- **Directions for this task**: How many lines in the data below contain the string "negative", matching case exactly? Reply with the number alone.

Dataset entries:
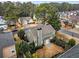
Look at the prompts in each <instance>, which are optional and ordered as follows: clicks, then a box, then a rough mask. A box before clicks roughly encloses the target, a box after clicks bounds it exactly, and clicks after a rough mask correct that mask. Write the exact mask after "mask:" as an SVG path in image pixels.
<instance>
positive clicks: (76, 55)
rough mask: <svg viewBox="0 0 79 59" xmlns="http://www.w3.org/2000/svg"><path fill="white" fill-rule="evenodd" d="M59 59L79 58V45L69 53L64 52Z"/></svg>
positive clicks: (72, 47)
mask: <svg viewBox="0 0 79 59" xmlns="http://www.w3.org/2000/svg"><path fill="white" fill-rule="evenodd" d="M57 58H79V44H78V45H75V46H73V47H72V48H71V49H69V50H68V51H66V52H64V53H63V54H61V55H60V56H58V57H57Z"/></svg>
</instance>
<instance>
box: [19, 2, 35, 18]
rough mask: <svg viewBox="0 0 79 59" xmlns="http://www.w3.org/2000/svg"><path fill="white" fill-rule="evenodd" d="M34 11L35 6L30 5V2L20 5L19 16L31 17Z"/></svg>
mask: <svg viewBox="0 0 79 59" xmlns="http://www.w3.org/2000/svg"><path fill="white" fill-rule="evenodd" d="M34 10H35V5H34V4H33V3H31V2H27V3H25V2H24V3H23V4H22V5H21V12H20V14H19V15H20V16H22V17H26V16H30V17H33V14H34Z"/></svg>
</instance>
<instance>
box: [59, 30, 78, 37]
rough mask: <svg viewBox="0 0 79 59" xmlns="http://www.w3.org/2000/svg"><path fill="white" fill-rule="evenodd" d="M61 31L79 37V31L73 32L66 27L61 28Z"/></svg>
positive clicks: (63, 32)
mask: <svg viewBox="0 0 79 59" xmlns="http://www.w3.org/2000/svg"><path fill="white" fill-rule="evenodd" d="M60 32H63V33H65V34H68V35H70V36H73V37H76V38H79V34H78V33H75V32H71V31H68V30H65V29H61V30H60Z"/></svg>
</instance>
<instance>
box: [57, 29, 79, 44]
mask: <svg viewBox="0 0 79 59" xmlns="http://www.w3.org/2000/svg"><path fill="white" fill-rule="evenodd" d="M56 36H57V37H58V38H59V39H61V40H64V41H67V42H68V41H69V40H70V39H74V40H75V41H76V44H79V34H78V33H76V32H74V31H71V30H67V29H61V30H59V31H58V32H57V33H56Z"/></svg>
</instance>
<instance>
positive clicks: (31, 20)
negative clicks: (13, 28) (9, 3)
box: [18, 17, 33, 25]
mask: <svg viewBox="0 0 79 59" xmlns="http://www.w3.org/2000/svg"><path fill="white" fill-rule="evenodd" d="M18 22H19V23H20V24H22V25H26V24H30V23H33V19H32V18H31V17H20V18H19V19H18Z"/></svg>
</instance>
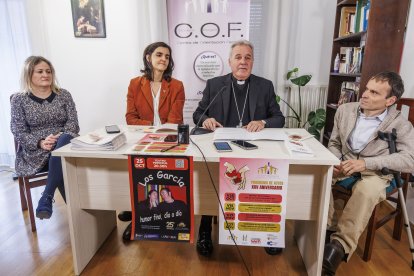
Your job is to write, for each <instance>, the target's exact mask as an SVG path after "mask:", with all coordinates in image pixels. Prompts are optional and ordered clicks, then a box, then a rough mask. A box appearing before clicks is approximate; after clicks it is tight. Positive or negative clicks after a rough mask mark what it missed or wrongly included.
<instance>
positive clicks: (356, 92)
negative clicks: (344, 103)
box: [338, 81, 359, 106]
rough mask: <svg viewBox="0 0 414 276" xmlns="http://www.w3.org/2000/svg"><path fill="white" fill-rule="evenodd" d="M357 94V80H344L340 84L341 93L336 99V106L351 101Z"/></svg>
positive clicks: (351, 101)
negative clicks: (341, 84)
mask: <svg viewBox="0 0 414 276" xmlns="http://www.w3.org/2000/svg"><path fill="white" fill-rule="evenodd" d="M358 94H359V82H357V81H354V82H353V81H344V82H342V85H341V94H340V96H339V100H338V106H340V105H341V104H344V103H349V102H352V101H353V100H354V99H356V98H357V96H358Z"/></svg>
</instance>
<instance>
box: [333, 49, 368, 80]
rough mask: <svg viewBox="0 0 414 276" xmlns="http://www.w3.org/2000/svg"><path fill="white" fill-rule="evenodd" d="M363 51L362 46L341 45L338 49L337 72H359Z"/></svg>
mask: <svg viewBox="0 0 414 276" xmlns="http://www.w3.org/2000/svg"><path fill="white" fill-rule="evenodd" d="M363 53H364V52H363V48H361V47H341V48H340V49H339V73H341V74H358V73H360V72H361V66H362V58H363Z"/></svg>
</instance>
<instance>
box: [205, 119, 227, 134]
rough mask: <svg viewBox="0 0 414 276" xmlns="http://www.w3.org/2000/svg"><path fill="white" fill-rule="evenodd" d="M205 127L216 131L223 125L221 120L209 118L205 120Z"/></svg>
mask: <svg viewBox="0 0 414 276" xmlns="http://www.w3.org/2000/svg"><path fill="white" fill-rule="evenodd" d="M203 127H204V128H207V129H209V130H212V131H215V130H216V127H223V126H222V125H221V124H220V123H219V122H217V121H216V119H214V118H208V119H206V120H204V122H203Z"/></svg>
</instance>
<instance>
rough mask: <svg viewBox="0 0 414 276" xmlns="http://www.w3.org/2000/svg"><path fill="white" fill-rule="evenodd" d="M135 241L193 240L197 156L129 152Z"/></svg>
mask: <svg viewBox="0 0 414 276" xmlns="http://www.w3.org/2000/svg"><path fill="white" fill-rule="evenodd" d="M128 162H129V182H130V188H131V209H132V231H131V240H157V241H177V242H191V243H192V242H193V237H194V211H193V207H194V205H193V158H192V157H191V156H162V155H161V156H154V155H152V156H145V155H129V156H128Z"/></svg>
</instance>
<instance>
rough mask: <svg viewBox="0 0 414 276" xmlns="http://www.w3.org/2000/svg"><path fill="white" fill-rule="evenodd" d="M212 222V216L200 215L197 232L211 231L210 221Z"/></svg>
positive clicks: (212, 217) (210, 222)
mask: <svg viewBox="0 0 414 276" xmlns="http://www.w3.org/2000/svg"><path fill="white" fill-rule="evenodd" d="M212 222H213V216H201V223H200V228H199V229H198V233H201V232H209V233H211V223H212Z"/></svg>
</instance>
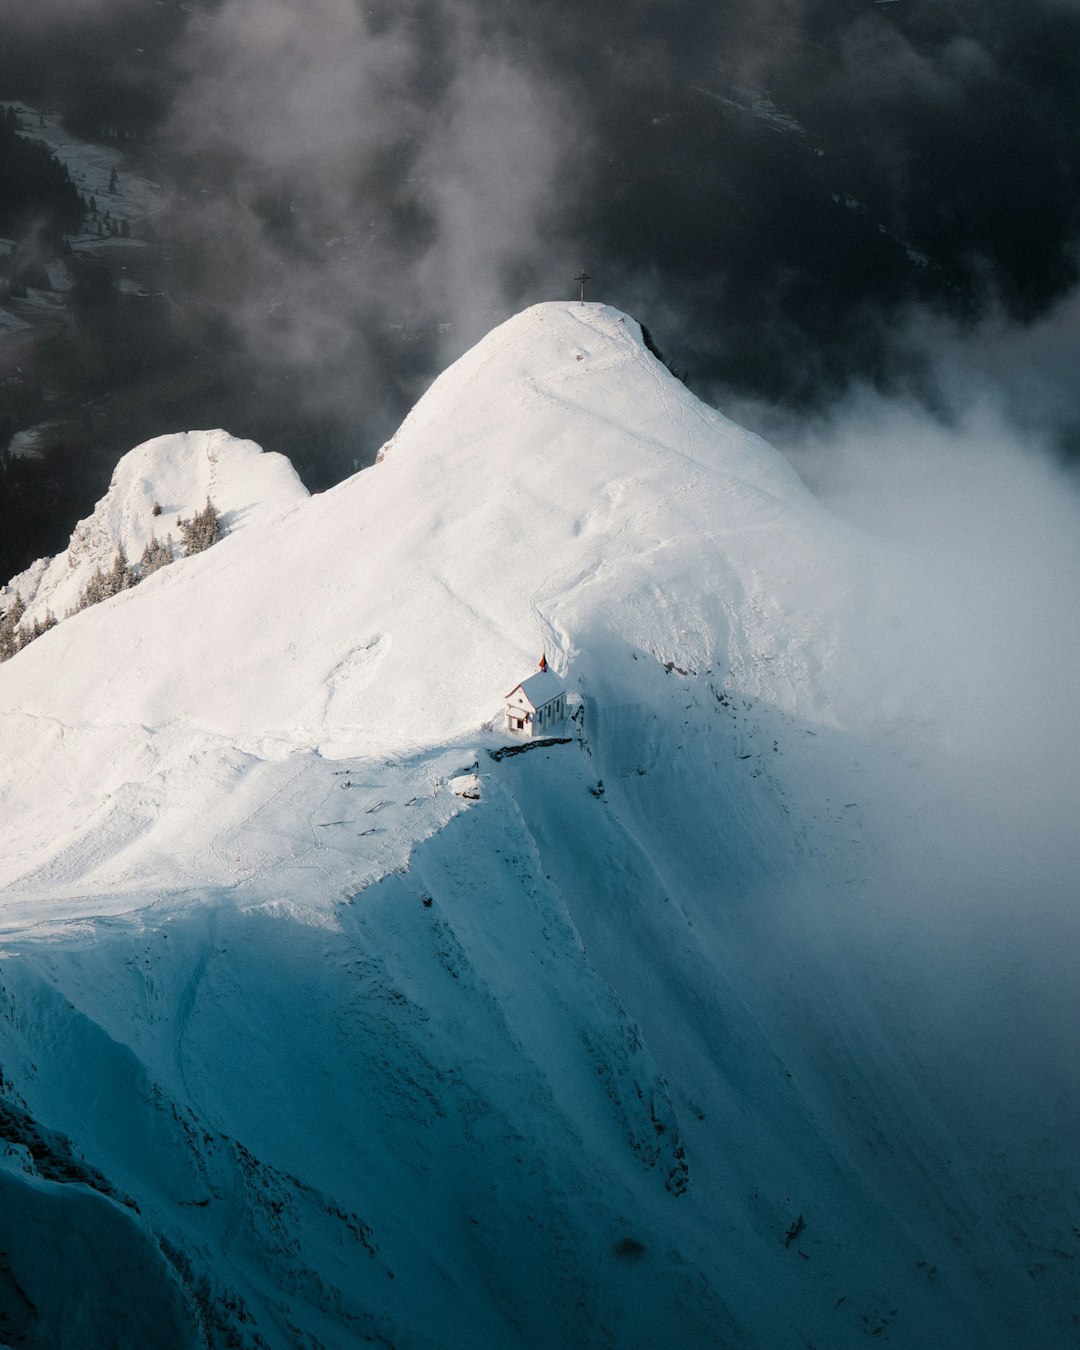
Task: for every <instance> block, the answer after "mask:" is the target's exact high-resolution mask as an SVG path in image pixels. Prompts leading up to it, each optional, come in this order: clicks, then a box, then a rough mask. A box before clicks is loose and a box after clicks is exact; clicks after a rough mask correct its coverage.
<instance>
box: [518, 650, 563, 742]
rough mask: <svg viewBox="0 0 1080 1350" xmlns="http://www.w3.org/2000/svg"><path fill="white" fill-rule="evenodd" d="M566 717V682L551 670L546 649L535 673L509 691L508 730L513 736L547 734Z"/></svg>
mask: <svg viewBox="0 0 1080 1350" xmlns="http://www.w3.org/2000/svg"><path fill="white" fill-rule="evenodd" d="M564 717H566V686H564V684H563V682H562V680H560V679H559V676H558V675H556V674H555V672H553V671H549V670H548V659H547V653H541V656H540V668H539V670H537V671H536V674H533V675H529V676H528V679H522V680H521V683H520V684H516V686H514V687H513V688H512V690H510V693H509V694H508V695H506V730H508V732H510V733H512V734H513V736H529V737H533V736H548V734H551V729H552V728H555V726H556V725H558V724H559V722H562V721H563V718H564Z"/></svg>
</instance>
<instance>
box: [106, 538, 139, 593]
mask: <svg viewBox="0 0 1080 1350" xmlns="http://www.w3.org/2000/svg"><path fill="white" fill-rule="evenodd" d="M134 585H135V578H134V576H132V574H131V564H130V563H128V560H127V553H126V552H124V545H123V544H121V545H120V552H119V553H117V555H116V558H113V560H112V568H111V570H109V574H108V576H107V578H105V595H107V597H108V595H119V594H120V591H121V590H130V589H131V587H132V586H134Z"/></svg>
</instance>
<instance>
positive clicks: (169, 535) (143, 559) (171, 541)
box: [139, 535, 173, 580]
mask: <svg viewBox="0 0 1080 1350" xmlns="http://www.w3.org/2000/svg"><path fill="white" fill-rule="evenodd" d="M171 562H173V536H171V535H169V536H167V537H166V540H165V543H163V544H162V543H161V541H159V540H158V537H157V535H151V536H150V543H148V544H147V545H146V548H144V549H143V556H142V558H140V559H139V580H146V578H147V576H150V575H151V574H153V572H157V571H159V570H161V568H162V567H167V566H169V563H171Z"/></svg>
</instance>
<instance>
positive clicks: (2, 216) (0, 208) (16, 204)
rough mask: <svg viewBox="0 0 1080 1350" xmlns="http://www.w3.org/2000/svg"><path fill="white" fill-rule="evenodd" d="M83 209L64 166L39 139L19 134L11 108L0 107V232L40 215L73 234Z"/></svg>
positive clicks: (17, 117) (59, 227)
mask: <svg viewBox="0 0 1080 1350" xmlns="http://www.w3.org/2000/svg"><path fill="white" fill-rule="evenodd" d="M84 209H85V208H84V205H82V197H81V196H80V194H78V190H77V189H76V185H74V184H73V182H72V178H70V174H69V173H68V169H66V167H65V166H63V165H62V163H61V162H59V161H58V159H57V158H55V157H54V155H53V154H51V151H50V150H49V148H47V147H46V146H43V144H41V142H36V140H28V139H27V138H26V136H20V135H19V117H18V113H16V112H15V109H14V108H3V109H0V232H3V234H7V235H18V234H19V232H20V231H22V229H24V228H26V225H27V224H28V223H30V221H32V220H35V219H39V217H42V216H43V217H46V219H47V220H49V221H50V223H51V227H53V229H54V231H55V232H62V234H74V232H76V231H77V229H78V228H80V225H81V224H82V216H84Z"/></svg>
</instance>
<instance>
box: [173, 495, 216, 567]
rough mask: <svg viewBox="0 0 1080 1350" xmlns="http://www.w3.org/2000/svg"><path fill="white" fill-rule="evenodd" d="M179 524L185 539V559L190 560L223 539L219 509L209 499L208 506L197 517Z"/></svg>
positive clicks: (182, 521)
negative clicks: (193, 556)
mask: <svg viewBox="0 0 1080 1350" xmlns="http://www.w3.org/2000/svg"><path fill="white" fill-rule="evenodd" d="M177 524H178V525H180V533H181V535H182V537H184V556H185V558H190V556H192V553H201V552H204V549H207V548H209V547H211V545H212V544H216V543H217V540H219V539H220V537H221V517H220V516H219V514H217V508H216V506H215V505H213V502H212V501H211V499H209V497H208V498H207V505H205V506H204V508H202V510H201V512H198V514H197V516H193V517H192V518H190V520H180V521H177Z"/></svg>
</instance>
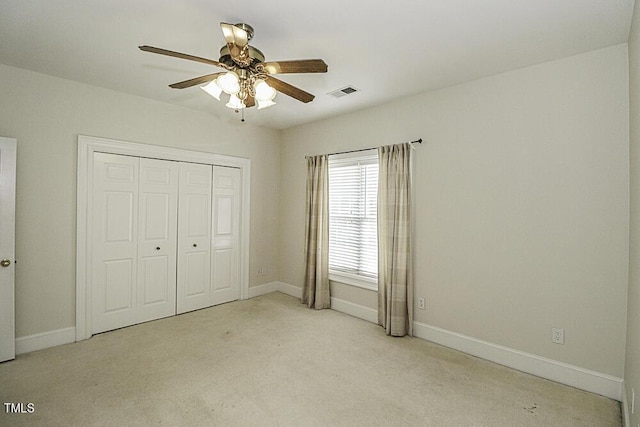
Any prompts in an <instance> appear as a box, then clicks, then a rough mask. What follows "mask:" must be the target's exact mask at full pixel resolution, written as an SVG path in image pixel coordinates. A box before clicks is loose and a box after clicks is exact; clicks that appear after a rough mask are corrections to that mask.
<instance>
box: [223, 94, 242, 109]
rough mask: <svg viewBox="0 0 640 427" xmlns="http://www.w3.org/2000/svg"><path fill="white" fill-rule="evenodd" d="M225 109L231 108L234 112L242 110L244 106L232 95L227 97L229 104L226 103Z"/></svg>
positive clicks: (228, 103) (234, 95) (239, 100)
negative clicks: (226, 106)
mask: <svg viewBox="0 0 640 427" xmlns="http://www.w3.org/2000/svg"><path fill="white" fill-rule="evenodd" d="M227 107H229V108H233V109H234V110H242V109H243V108H244V107H245V105H244V103H243V102H242V101H241V100H240V98H238V97H237V96H236V95H235V94H232V95H231V96H230V97H229V102H227Z"/></svg>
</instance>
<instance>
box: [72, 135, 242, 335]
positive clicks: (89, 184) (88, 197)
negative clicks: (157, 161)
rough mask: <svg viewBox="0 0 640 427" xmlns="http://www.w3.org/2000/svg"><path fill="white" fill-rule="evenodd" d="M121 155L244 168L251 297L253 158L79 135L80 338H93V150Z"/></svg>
mask: <svg viewBox="0 0 640 427" xmlns="http://www.w3.org/2000/svg"><path fill="white" fill-rule="evenodd" d="M94 152H101V153H109V154H120V155H125V156H135V157H147V158H152V159H161V160H173V161H179V162H190V163H201V164H208V165H215V166H229V167H235V168H238V169H240V171H241V172H240V174H241V192H242V194H241V198H240V241H239V248H238V249H239V256H240V299H247V298H248V297H249V277H250V275H249V226H250V210H251V209H250V200H251V198H250V190H251V159H247V158H244V157H235V156H227V155H223V154H214V153H207V152H201V151H192V150H184V149H180V148H172V147H162V146H158V145H150V144H140V143H133V142H126V141H118V140H114V139H107V138H99V137H94V136H85V135H78V176H77V224H76V341H81V340H85V339H88V338H91V314H92V313H91V310H92V308H91V307H92V303H91V301H92V296H93V295H92V289H93V287H92V286H93V283H92V282H91V277H92V274H91V242H92V241H93V240H92V236H93V234H92V233H93V230H92V229H91V217H92V205H93V203H92V202H93V193H92V191H91V189H92V188H93V153H94Z"/></svg>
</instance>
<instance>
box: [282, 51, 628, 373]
mask: <svg viewBox="0 0 640 427" xmlns="http://www.w3.org/2000/svg"><path fill="white" fill-rule="evenodd" d="M627 73H628V63H627V47H626V44H624V45H619V46H614V47H611V48H606V49H602V50H598V51H594V52H590V53H586V54H583V55H579V56H575V57H570V58H565V59H561V60H558V61H553V62H549V63H545V64H541V65H537V66H533V67H528V68H524V69H520V70H516V71H512V72H508V73H504V74H500V75H496V76H493V77H489V78H485V79H481V80H477V81H473V82H469V83H465V84H461V85H458V86H454V87H450V88H446V89H442V90H439V91H435V92H430V93H425V94H421V95H417V96H413V97H410V98H407V99H403V100H402V101H398V102H394V103H391V104H387V105H383V106H380V107H377V108H372V109H368V110H365V111H359V112H356V113H352V114H348V115H343V116H340V117H337V118H333V119H328V120H325V121H322V122H317V123H314V124H309V125H305V126H301V127H297V128H294V129H290V130H287V131H284V132H283V145H282V151H281V153H282V154H281V164H282V165H283V168H282V170H281V175H280V185H281V192H280V209H281V221H280V227H281V233H280V234H281V236H283V238H282V239H281V241H280V242H281V246H280V272H281V274H280V278H281V280H282V281H284V282H287V283H289V284H292V285H296V286H301V285H302V281H303V273H304V271H303V265H304V264H303V261H302V257H303V251H304V248H303V243H304V222H303V221H304V197H305V162H304V156H305V155H310V154H319V153H331V152H334V151H341V150H346V149H356V148H362V147H374V146H378V145H382V144H393V143H399V142H404V141H410V140H413V139H416V138H419V137H421V138H423V139H424V141H425V142H424V143H423V144H422V145H421V146H418V147H416V148H417V150H416V156H415V157H416V163H415V186H416V222H417V224H416V230H415V236H416V248H415V251H416V258H417V262H416V291H415V295H416V298H417V297H424V298H426V302H427V304H426V305H427V307H426V310H424V311H422V310H417V309H416V311H415V312H416V320H417V321H419V322H422V323H425V324H428V325H432V326H436V327H439V328H443V329H446V330H449V331H453V332H457V333H461V334H464V335H468V336H471V337H474V338H477V339H480V340H484V341H488V342H491V343H495V344H499V345H503V346H507V347H510V348H514V349H518V350H521V351H525V352H529V353H533V354H537V355H540V356H543V357H547V358H550V359H554V360H558V361H563V362H566V363H570V364H573V365H577V366H580V367H583V368H587V369H591V370H594V371H598V372H602V373H606V374H610V375H613V376H616V377H622V375H623V366H624V351H625V345H624V343H625V334H626V312H625V307H626V299H627V281H628V239H629V234H628V232H629V228H628V224H629V203H628V186H629V182H628V173H629V166H628V160H629V158H628V150H629V145H628V128H629V127H628V74H627ZM353 96H357V94H356V95H353ZM348 99H349V98H343V100H344V102H348ZM285 165H286V167H285ZM342 286H346V285H342ZM338 287H340V286H339V285H335V286H334V288H338ZM340 295H341V296H342V297H343V298H353V299H354V300H352V301H351V302H354V303H359V304H363V305H370V304H371V299H370V298H368V297H367V298H365V297H362V296H361V292H340ZM552 327H561V328H564V329H565V339H566V344H565V345H557V344H552V343H551V328H552Z"/></svg>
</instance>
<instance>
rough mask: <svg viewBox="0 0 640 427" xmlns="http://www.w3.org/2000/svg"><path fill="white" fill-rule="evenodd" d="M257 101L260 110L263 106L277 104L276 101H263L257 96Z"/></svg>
mask: <svg viewBox="0 0 640 427" xmlns="http://www.w3.org/2000/svg"><path fill="white" fill-rule="evenodd" d="M256 101H257V102H258V110H262V109H263V108H267V107H271V106H272V105H276V103H275V102H273V101H272V100H270V99H267V100H264V101H261V100H259V99H257V98H256Z"/></svg>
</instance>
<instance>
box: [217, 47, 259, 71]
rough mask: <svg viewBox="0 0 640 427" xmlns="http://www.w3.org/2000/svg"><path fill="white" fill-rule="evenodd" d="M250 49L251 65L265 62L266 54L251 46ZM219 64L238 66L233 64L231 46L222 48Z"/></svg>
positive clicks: (223, 47)
mask: <svg viewBox="0 0 640 427" xmlns="http://www.w3.org/2000/svg"><path fill="white" fill-rule="evenodd" d="M248 47H249V57H251V64H252V65H253V64H257V63H259V62H264V54H263V53H262V52H261V51H260V49H257V48H255V47H253V46H251V45H249V46H248ZM218 61H219V62H222V63H223V64H227V65H229V66H237V64H236V63H235V62H233V60H232V59H231V54H230V53H229V46H227V45H224V46H222V47H221V48H220V59H218Z"/></svg>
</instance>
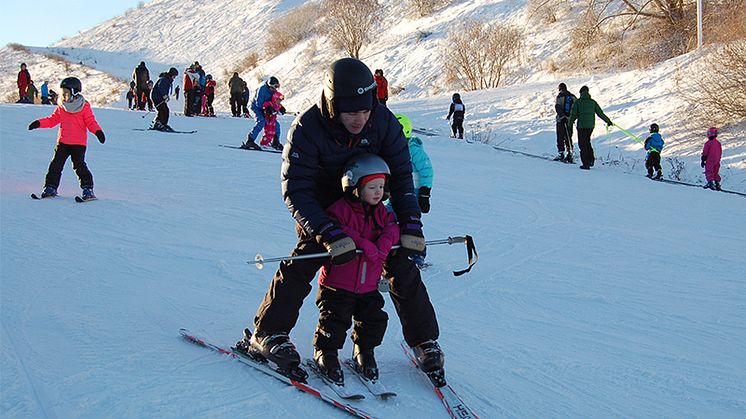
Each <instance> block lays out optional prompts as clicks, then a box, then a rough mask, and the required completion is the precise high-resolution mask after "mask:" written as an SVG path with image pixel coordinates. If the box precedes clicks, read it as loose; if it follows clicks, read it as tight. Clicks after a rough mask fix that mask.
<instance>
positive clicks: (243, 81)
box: [228, 73, 244, 116]
mask: <svg viewBox="0 0 746 419" xmlns="http://www.w3.org/2000/svg"><path fill="white" fill-rule="evenodd" d="M243 85H244V81H243V79H242V78H241V77H238V73H233V77H231V79H230V80H228V90H229V91H230V92H231V99H230V102H231V114H232V115H233V116H241V94H243Z"/></svg>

- **Response to this exercise**: 7